- _Given text_:
Countdown to Showdown Over Alabama One
A legal blowup over one of Alabama’s largest credit unions was set off by the dealings of Danny Ray Butler — now serving time for fraud in a federal pen. A final battle for control of the Tuscaloosa credit union is slated for a court hearing this month.
The Ides of March could mark the end of a long and bitter feud for control of the Tuscaloosa-based Alabama One Credit Union, one of the state’s largest credit unions, with 60,000 members and nearly $600 million in assets. Founded in 1951 as the BFGoodrich Credit Union, it has 21 offices around the state.
The miasma surrounding Alabama One for the past three years has been thickened by accusations of fraud, mismanagement, cronyism, secret meetings and half a dozen or so lawsuits, as well as conservatorship.
The turmoil prompted the Alabama Credit Union Administration, which supervises and regulates the state’s credit unions, to place Alabama One in conservatorship in August 2015, and acting as conservator, terminate a number of directors and officers.
“The credit union administration voted to conserve Alabama One Credit Union and appointed itself the conservator, so the credit union administration is wearing two hats,” says Robert Reynolds, an attorney appointed as assistant U.S. Attorney for the Northern District of Alabama to represent the ACUA. “It serves as the conservator over Alabama One; it also is the board that oversees all 67 state credit unions.”
“That decision to conserve was not a decision by the ACUA administrator,” Reynolds says. “It was a decision by the board, and the board is composed of CEOs and other executive officers of other Alabama state chartered credit unions.”
“This is not a board of political appointees,” Reynolds says. “This is as close to a jury of your peers as you can get, because the board that is sitting in judgment of whether to conserve a credit union is made up of the CEOs of other credit unions. So an independent board made the decision to conserve.”
Reynolds says the board made its decision based on information from examiners from both the Alabama Credit Union Administration and the National Credit Union Administration.

- _Dataset_:

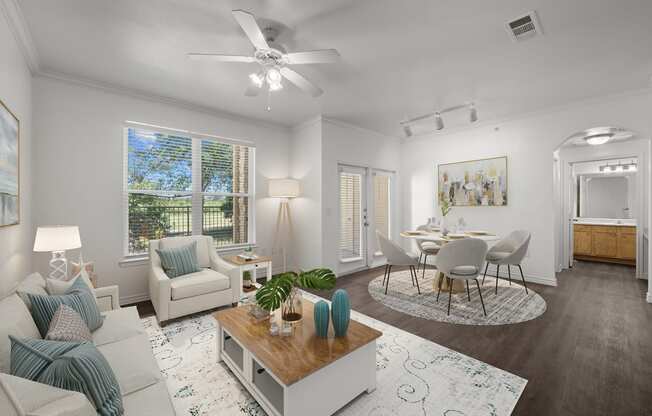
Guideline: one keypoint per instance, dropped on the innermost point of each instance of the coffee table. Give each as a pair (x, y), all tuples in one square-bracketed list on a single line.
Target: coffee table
[(301, 374)]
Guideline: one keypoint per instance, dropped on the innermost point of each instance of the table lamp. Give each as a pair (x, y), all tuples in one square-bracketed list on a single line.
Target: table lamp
[(57, 239)]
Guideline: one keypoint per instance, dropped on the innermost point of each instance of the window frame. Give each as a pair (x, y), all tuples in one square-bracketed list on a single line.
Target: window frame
[(196, 194)]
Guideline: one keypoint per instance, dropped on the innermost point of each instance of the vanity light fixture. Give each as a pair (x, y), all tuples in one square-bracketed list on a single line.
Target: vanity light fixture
[(439, 122)]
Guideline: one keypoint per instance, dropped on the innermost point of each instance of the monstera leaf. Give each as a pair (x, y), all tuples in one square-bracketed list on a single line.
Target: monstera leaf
[(273, 293)]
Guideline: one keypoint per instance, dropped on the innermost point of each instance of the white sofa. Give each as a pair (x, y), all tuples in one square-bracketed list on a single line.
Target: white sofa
[(217, 284), (121, 339)]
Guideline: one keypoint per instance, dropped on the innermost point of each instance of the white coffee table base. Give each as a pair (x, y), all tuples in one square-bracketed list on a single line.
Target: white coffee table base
[(321, 393)]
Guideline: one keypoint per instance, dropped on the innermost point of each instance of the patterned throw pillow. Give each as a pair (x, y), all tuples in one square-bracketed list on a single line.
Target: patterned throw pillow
[(69, 365), (68, 325), (79, 297), (179, 260)]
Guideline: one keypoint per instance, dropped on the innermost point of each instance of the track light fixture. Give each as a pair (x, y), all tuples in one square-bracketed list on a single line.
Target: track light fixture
[(439, 122)]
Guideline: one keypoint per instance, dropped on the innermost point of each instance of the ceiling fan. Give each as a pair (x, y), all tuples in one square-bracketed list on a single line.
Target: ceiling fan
[(273, 59)]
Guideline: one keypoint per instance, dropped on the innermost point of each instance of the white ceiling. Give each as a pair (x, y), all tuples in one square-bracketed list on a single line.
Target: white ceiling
[(399, 58)]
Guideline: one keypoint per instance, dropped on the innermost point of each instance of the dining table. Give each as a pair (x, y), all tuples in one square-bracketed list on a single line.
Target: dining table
[(436, 236)]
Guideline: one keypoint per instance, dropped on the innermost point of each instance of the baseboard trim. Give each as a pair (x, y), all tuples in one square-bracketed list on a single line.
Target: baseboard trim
[(128, 300)]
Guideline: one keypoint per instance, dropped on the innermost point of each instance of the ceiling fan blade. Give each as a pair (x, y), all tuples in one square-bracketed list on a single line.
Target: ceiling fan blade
[(322, 56), (301, 82), (247, 22), (252, 91), (220, 58)]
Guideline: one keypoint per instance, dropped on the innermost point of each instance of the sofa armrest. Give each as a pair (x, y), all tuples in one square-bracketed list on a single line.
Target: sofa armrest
[(108, 298), (160, 292), (220, 265), (19, 396)]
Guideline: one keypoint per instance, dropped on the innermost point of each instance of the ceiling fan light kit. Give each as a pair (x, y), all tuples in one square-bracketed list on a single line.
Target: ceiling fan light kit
[(272, 58), (439, 122)]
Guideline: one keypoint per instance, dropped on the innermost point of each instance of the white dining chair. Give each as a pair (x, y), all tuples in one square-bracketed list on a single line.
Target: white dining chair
[(462, 260), (509, 251), (426, 248), (396, 256)]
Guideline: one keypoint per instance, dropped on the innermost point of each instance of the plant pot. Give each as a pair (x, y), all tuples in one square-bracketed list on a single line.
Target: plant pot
[(292, 308)]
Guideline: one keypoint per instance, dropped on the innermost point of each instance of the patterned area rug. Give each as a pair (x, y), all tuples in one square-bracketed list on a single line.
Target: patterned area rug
[(414, 376), (510, 306)]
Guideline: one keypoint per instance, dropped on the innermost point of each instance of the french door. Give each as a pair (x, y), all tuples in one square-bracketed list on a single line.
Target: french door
[(366, 205)]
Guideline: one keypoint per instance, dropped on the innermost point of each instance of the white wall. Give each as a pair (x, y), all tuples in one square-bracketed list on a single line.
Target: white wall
[(343, 143), (78, 157), (528, 143), (306, 210), (16, 93)]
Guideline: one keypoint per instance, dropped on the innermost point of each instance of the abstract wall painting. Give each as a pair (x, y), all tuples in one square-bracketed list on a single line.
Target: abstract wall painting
[(474, 183), (9, 174)]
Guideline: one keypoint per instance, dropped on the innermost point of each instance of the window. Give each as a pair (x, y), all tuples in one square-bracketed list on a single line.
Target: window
[(181, 184)]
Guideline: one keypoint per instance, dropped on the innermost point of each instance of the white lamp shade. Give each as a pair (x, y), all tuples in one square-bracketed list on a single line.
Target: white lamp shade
[(284, 188), (58, 238)]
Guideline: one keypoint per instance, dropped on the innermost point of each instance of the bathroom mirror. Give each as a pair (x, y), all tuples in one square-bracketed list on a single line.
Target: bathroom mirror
[(604, 196)]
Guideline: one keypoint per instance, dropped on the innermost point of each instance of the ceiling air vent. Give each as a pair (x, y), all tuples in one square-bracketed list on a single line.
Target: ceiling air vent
[(524, 27)]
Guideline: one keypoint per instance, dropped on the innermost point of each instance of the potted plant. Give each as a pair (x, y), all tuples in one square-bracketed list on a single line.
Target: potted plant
[(283, 291)]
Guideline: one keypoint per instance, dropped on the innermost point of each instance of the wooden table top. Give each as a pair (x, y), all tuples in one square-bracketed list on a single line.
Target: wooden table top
[(294, 357), (241, 262)]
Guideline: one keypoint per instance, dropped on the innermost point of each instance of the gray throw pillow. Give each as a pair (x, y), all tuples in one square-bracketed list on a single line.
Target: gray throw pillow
[(71, 366), (79, 297), (68, 325)]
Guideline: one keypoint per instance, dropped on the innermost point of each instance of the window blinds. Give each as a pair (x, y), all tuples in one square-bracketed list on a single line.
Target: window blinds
[(178, 185)]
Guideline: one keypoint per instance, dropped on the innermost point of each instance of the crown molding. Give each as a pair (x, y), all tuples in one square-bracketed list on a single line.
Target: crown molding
[(16, 21), (358, 128), (143, 95)]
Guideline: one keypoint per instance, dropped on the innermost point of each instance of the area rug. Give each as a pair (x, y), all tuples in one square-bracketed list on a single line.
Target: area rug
[(414, 376), (512, 305)]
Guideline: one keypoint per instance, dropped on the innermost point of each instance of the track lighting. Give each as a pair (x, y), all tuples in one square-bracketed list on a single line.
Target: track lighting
[(439, 122)]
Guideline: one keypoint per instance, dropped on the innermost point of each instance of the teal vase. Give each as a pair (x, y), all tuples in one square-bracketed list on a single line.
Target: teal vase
[(340, 312), (322, 319)]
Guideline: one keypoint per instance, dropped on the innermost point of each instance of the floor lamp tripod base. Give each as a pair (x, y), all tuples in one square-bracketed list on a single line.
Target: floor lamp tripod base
[(58, 266)]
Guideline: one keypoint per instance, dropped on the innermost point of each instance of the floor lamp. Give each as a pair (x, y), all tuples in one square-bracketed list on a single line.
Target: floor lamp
[(285, 189)]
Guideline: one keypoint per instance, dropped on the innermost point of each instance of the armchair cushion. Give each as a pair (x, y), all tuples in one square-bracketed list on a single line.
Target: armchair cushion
[(179, 261), (199, 283)]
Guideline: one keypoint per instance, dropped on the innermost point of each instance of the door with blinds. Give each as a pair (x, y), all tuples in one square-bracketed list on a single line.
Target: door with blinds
[(353, 217), (365, 206)]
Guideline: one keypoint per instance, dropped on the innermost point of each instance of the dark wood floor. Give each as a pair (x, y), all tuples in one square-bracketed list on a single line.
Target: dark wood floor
[(589, 354)]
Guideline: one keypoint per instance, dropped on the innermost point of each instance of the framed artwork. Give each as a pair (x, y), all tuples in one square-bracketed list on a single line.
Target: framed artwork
[(9, 169), (480, 182)]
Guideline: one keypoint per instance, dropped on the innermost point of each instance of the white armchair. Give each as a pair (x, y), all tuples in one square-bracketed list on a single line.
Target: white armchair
[(217, 284)]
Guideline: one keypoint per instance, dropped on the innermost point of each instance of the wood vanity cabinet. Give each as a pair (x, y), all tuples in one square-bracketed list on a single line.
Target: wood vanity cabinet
[(606, 243)]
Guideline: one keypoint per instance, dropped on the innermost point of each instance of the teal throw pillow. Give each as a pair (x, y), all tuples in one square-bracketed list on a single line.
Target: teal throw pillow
[(179, 260), (71, 366)]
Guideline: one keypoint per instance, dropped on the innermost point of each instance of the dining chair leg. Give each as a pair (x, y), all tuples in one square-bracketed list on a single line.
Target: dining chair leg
[(497, 273), (481, 301), (523, 278), (441, 280), (450, 295), (425, 259), (416, 279), (389, 272)]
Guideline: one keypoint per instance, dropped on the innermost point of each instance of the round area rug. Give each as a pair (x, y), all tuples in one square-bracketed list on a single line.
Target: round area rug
[(510, 306)]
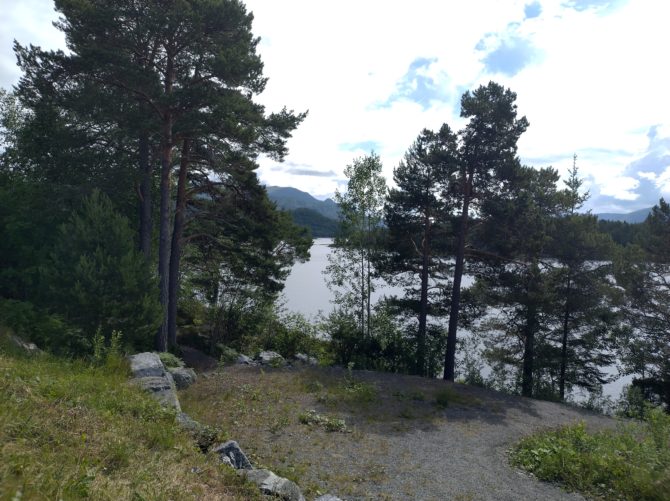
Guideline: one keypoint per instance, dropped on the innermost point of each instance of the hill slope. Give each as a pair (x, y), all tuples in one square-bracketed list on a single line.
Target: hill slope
[(367, 435), (634, 217), (288, 198), (73, 431)]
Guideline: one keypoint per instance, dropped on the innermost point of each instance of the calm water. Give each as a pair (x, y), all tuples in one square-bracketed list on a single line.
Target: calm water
[(306, 292)]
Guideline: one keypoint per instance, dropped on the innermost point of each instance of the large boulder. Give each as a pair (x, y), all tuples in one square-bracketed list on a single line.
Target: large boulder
[(306, 359), (271, 358), (146, 365), (273, 485), (231, 453), (204, 435), (25, 346), (244, 360), (161, 388), (183, 376)]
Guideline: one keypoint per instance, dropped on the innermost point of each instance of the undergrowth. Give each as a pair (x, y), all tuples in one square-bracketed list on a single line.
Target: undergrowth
[(73, 430), (630, 463)]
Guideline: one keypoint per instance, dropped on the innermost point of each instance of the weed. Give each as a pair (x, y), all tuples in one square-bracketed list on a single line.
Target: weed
[(329, 424), (75, 431), (442, 398), (170, 360), (631, 463)]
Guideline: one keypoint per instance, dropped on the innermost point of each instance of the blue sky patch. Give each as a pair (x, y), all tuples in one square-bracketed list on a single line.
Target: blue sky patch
[(582, 5), (511, 57), (362, 145), (532, 10), (416, 86)]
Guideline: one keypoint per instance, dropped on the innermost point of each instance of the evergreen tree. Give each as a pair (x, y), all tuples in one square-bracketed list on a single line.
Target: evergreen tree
[(643, 273), (488, 146), (96, 278), (350, 270), (584, 295), (416, 213), (516, 226), (192, 65)]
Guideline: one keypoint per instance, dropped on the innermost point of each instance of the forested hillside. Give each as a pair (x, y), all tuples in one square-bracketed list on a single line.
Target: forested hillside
[(130, 206)]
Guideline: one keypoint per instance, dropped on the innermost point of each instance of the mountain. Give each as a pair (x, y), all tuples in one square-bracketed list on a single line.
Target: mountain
[(320, 225), (637, 216), (291, 199)]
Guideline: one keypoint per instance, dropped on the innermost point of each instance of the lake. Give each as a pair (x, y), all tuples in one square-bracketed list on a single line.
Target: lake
[(306, 292)]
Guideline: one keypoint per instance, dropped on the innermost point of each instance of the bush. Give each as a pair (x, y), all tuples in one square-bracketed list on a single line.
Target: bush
[(48, 331), (96, 279), (631, 463)]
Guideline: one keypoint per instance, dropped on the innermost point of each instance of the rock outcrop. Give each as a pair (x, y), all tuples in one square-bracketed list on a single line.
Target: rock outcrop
[(183, 376), (231, 453), (150, 375), (273, 485), (271, 358)]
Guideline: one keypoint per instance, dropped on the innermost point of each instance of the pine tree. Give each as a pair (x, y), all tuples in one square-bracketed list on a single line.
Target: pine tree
[(643, 273), (488, 146), (350, 269), (416, 216)]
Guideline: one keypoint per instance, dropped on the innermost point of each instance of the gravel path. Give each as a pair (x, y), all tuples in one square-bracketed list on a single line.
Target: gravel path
[(400, 448)]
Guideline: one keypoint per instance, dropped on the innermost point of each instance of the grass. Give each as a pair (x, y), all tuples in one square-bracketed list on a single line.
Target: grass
[(69, 430), (323, 428), (630, 463)]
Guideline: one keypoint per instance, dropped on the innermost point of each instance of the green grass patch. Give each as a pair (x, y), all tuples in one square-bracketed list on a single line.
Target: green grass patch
[(70, 430), (630, 463), (311, 417)]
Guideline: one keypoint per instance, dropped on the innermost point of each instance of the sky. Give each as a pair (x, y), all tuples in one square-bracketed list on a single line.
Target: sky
[(591, 76)]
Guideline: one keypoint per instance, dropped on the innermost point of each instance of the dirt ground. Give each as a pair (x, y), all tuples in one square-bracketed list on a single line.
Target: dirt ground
[(402, 437)]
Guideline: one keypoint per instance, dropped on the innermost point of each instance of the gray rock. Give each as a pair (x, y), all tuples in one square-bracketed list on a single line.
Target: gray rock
[(232, 451), (244, 360), (25, 346), (161, 388), (204, 435), (183, 376), (306, 359), (146, 364), (273, 485), (270, 358)]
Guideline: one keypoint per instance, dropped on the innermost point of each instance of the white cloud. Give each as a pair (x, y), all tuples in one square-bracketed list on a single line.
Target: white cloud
[(596, 86)]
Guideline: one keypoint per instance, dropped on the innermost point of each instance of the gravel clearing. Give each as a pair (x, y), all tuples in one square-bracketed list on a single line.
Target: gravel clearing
[(400, 445)]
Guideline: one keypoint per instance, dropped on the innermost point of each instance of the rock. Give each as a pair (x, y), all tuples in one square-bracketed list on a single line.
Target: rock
[(204, 435), (244, 360), (25, 346), (273, 485), (306, 359), (146, 364), (232, 451), (271, 358), (183, 376), (161, 388)]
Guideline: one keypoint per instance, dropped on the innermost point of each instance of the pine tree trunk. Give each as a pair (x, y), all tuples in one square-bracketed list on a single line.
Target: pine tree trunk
[(164, 217), (450, 357), (564, 342), (423, 302), (145, 195), (529, 334), (164, 233), (175, 251), (528, 354)]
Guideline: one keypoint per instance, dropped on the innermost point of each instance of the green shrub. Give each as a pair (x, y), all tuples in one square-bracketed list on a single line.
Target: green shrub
[(227, 355), (329, 424), (170, 360), (96, 278), (631, 463)]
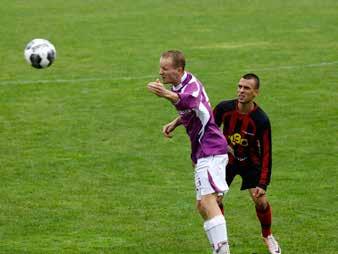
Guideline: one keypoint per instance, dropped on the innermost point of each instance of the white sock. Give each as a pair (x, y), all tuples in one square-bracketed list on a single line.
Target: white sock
[(215, 228)]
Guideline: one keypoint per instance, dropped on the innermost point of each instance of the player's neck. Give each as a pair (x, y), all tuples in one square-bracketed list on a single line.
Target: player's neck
[(245, 108)]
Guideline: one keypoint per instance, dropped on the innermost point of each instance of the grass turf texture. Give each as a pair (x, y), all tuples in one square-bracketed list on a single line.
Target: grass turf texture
[(84, 167)]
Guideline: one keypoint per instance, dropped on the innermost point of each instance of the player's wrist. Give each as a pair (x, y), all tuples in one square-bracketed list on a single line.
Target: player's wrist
[(262, 186)]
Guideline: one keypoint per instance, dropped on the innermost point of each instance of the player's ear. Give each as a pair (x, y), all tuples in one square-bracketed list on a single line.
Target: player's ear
[(180, 70)]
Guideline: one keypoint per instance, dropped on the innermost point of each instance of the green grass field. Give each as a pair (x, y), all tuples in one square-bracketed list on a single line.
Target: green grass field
[(84, 166)]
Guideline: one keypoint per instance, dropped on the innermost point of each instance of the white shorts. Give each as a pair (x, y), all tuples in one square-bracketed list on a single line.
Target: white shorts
[(210, 175)]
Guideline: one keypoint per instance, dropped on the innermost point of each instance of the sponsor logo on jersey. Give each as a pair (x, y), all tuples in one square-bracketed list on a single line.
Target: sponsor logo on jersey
[(237, 139)]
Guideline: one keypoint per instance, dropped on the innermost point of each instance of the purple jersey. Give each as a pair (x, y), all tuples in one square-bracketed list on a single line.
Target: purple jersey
[(197, 117)]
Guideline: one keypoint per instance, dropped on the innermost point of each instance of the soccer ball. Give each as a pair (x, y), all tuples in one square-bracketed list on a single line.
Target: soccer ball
[(40, 53)]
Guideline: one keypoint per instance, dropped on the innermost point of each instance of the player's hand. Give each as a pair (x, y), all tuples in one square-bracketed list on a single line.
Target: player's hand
[(168, 129), (157, 88), (259, 192), (231, 151)]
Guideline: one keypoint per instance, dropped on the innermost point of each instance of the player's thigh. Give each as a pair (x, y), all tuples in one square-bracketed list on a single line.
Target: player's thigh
[(210, 175)]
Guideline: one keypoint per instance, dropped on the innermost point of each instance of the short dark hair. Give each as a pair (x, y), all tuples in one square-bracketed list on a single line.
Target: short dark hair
[(177, 57), (252, 76)]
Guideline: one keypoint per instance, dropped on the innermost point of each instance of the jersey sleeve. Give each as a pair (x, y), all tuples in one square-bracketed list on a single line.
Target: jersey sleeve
[(190, 98), (266, 154), (218, 114)]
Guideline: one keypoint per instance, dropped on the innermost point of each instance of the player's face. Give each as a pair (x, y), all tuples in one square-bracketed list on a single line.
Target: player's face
[(168, 72), (246, 90)]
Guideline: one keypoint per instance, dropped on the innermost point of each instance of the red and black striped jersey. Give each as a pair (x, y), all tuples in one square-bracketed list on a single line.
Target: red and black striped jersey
[(249, 135)]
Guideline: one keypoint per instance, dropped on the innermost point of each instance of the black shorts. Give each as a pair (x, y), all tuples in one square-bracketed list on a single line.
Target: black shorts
[(250, 176)]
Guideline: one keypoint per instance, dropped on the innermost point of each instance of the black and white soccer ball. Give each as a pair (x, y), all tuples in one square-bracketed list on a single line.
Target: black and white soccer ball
[(40, 53)]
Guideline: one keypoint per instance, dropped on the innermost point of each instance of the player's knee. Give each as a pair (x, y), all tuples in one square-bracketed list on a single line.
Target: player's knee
[(261, 204)]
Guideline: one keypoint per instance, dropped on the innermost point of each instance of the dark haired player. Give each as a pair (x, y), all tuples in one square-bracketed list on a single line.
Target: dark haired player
[(247, 130)]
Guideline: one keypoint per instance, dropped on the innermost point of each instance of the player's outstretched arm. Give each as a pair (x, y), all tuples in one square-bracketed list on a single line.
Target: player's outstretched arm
[(170, 127), (159, 89)]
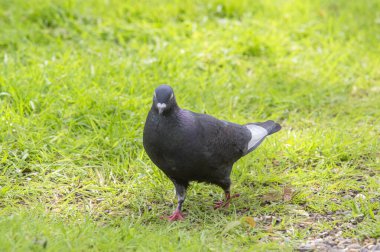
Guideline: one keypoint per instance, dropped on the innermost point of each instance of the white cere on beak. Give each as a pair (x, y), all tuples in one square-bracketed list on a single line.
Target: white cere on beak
[(161, 107)]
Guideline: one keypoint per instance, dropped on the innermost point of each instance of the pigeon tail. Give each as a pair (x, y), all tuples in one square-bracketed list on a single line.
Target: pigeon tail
[(259, 131)]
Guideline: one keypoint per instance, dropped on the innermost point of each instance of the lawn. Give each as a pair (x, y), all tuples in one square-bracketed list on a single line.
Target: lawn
[(76, 84)]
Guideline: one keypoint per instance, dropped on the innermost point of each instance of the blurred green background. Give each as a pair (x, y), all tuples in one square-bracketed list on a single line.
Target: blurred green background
[(76, 83)]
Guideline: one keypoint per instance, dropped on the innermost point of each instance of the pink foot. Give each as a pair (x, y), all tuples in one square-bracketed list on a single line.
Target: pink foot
[(177, 215), (225, 203)]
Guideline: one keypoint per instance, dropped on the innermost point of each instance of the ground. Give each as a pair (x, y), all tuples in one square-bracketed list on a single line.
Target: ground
[(76, 83)]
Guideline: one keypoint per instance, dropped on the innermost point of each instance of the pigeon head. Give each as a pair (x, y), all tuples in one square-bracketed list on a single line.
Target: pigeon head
[(164, 100)]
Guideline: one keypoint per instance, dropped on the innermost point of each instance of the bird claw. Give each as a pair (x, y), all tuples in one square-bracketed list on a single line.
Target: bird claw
[(176, 216)]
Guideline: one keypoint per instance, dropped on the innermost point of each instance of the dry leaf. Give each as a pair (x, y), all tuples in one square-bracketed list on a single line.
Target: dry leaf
[(272, 196), (288, 193), (231, 225), (250, 221)]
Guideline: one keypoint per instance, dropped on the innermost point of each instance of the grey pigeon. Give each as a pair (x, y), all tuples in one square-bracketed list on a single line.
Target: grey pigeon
[(188, 146)]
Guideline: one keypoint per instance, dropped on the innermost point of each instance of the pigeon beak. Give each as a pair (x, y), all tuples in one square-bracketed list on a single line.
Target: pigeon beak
[(161, 107)]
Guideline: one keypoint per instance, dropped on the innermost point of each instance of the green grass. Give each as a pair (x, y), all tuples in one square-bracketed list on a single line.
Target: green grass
[(76, 83)]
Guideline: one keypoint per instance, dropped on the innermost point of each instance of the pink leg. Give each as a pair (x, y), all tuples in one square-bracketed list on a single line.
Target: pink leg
[(225, 203)]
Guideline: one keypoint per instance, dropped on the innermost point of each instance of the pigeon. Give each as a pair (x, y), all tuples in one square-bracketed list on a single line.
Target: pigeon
[(190, 146)]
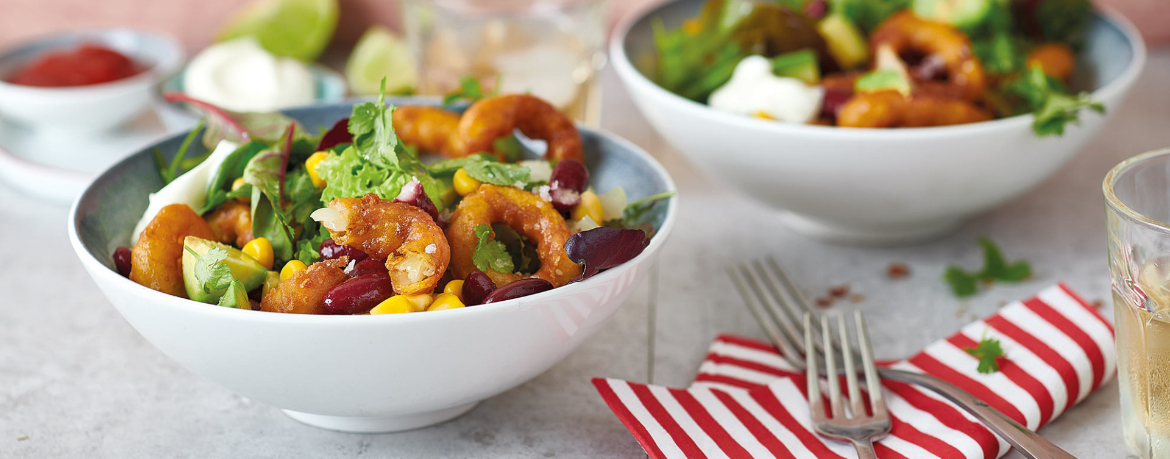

- _Goal_:
Return the whole Alabama One article word for word, from its headline through its last line.

- _Output below_:
Countdown to Showdown Over Alabama One
A legal blowup over one of Alabama’s largest credit unions was set off by the dealings of Danny Ray Butler — now serving time for fraud in a federal pen. A final battle for control of the Tuscaloosa credit union is slated for a court hearing this month.
The Ides of March could mark the end of a long and bitter feud for control of the Tuscaloosa-based Alabama One Credit Union, one of the state’s largest credit unions, with 60,000 members and nearly $600 million in assets. Founded in 1951 as the BFGoodrich Credit Union, it has 21 offices around the state.
The miasma surrounding Alabama One for the past three years has been thickened by accusations of fraud, mismanagement, cronyism, secret meetings and half a dozen or so lawsuits, as well as conservatorship.
The turmoil prompted the Alabama Credit Union Administration, which supervises and regulates the state’s credit unions, to place Alabama One in conservatorship in August 2015, and acting as conservator, terminate a number of directors and officers.
“The credit union administration voted to conserve Alabama One Credit Union and appointed itself the conservator, so the credit union administration is wearing two hats,” says Robert Reynolds, an attorney appointed as assistant U.S. Attorney for the Northern District of Alabama to represent the ACUA. “It serves as the conservator over Alabama One; it also is the board that oversees all 67 state credit unions.”
“That decision to conserve was not a decision by the ACUA administrator,” Reynolds says. “It was a decision by the board, and the board is composed of CEOs and other executive officers of other Alabama state chartered credit unions.”
“This is not a board of political appointees,” Reynolds says. “This is as close to a jury of your peers as you can get, because the board that is sitting in judgment of whether to conserve a credit union is made up of the CEOs of other credit unions. So an independent board made the decision to conserve.”
Reynolds says the board made its decision based on information from examiners from both the Alabama Credit Union Administration and the National Credit Union Administration.